■ Exercícios ■
[A] Resuma em duas frases o texto sobre a chegada da corte ao Rio.
[B] Segundo o texto sobre a chegada da corte ao Rio, quantas léguas de extensão tem a baía da cidade?
[C] Devolva o trecho do texto sobre a chegada da corte ao Rio que começa nas palavras "Finalmente a corte" e termina depois de "mundo sem amontoamento.".

■ Texto fornecido ■
***

Finalmente a corte reunida desembarca, às 15 horas de 7/3/1808, no Rio de Janeiro cuja população total era de 60.000 almas, das quais quase metade eram escravos negros e recebe esta multidão de emigrados precariamente. A chegada à baía da Guanabara é assim descrita por um viajante da época:
Não existe viajante algum que, tendo visto o Rio, não fale com admiração do magnífico espetáculo proporcionado pela baía da cidade. Esta baía é ainda mais vasta que a baía de Constantinopla, pois tem 5 léguas de extensão por ¾ de milha de largura, é defendida por rochas graníticas de efeito grandioso e poderia acolher todas as frotas do mundo sem amontoamento.

***

■ Dados de indicação de regiões ■
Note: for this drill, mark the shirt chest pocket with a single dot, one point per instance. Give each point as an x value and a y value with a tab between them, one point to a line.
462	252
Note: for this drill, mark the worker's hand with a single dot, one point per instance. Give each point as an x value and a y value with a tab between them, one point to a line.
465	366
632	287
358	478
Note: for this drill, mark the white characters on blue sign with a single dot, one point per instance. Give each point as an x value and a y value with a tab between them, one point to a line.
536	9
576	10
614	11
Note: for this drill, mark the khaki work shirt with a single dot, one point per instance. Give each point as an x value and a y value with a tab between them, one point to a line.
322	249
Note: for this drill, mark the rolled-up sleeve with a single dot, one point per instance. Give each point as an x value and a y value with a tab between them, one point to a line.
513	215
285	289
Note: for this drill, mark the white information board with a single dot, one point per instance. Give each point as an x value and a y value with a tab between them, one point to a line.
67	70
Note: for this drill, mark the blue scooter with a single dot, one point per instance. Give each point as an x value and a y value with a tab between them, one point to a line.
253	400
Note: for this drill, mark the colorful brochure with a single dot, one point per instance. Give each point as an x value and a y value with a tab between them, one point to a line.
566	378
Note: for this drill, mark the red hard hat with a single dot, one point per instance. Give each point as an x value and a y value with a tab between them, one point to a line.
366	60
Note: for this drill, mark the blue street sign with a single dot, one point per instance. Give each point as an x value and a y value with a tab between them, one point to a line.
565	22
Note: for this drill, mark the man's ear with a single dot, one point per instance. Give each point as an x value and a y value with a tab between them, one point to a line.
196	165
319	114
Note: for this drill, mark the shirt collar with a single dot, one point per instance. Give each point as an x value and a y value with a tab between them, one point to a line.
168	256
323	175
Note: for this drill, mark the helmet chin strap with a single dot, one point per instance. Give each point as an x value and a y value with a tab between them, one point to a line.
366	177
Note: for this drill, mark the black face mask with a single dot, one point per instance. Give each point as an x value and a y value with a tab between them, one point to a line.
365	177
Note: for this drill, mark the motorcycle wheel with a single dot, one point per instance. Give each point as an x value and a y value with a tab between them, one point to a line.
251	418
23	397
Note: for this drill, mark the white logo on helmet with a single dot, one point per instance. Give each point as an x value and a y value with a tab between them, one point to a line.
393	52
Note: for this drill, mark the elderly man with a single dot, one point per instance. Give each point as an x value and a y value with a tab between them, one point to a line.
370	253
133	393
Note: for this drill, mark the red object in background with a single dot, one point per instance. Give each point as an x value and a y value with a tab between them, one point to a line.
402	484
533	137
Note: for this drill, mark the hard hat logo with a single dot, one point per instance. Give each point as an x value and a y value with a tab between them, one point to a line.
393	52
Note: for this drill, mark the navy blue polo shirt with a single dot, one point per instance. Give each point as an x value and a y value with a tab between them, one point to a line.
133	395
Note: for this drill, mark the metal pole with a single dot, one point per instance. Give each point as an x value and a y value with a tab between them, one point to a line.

***

■ Respostas por tarefa ■
[A] A corte desembarcou no Rio de Janeiro às 15 horas de 7/3/1808, numa cidade de 60.000 habitantes, quase metade escravos negros, que recebeu os emigrados precariamente. A baía da cidade é descrita como um espetáculo magnífico, mais vasta que a de Constantinopla, defendida por rochas graníticas e capaz de acolher todas as frotas do mundo sem amontoamento.

[B] Cinco léguas.

[C]
Finalmente a corte reunida desembarca, às 15 horas de 7/3/1808, no Rio de Janeiro cuja população total era de 60.000 almas, das quais quase metade eram escravos negros e recebe esta multidão de emigrados precariamente. A chegada à baía da Guanabara é assim descrita por um viajante da época:
Não existe viajante algum que, tendo visto o Rio, não fale com admiração do magnífico espetáculo proporcionado pela baía da cidade. Esta baía é ainda mais vasta que a baía de Constantinopla, pois tem 5 léguas de extensão por ¾ de milha de largura, é defendida por rochas graníticas de efeito grandioso e poderia acolher todas as frotas do mundo sem amontoamento.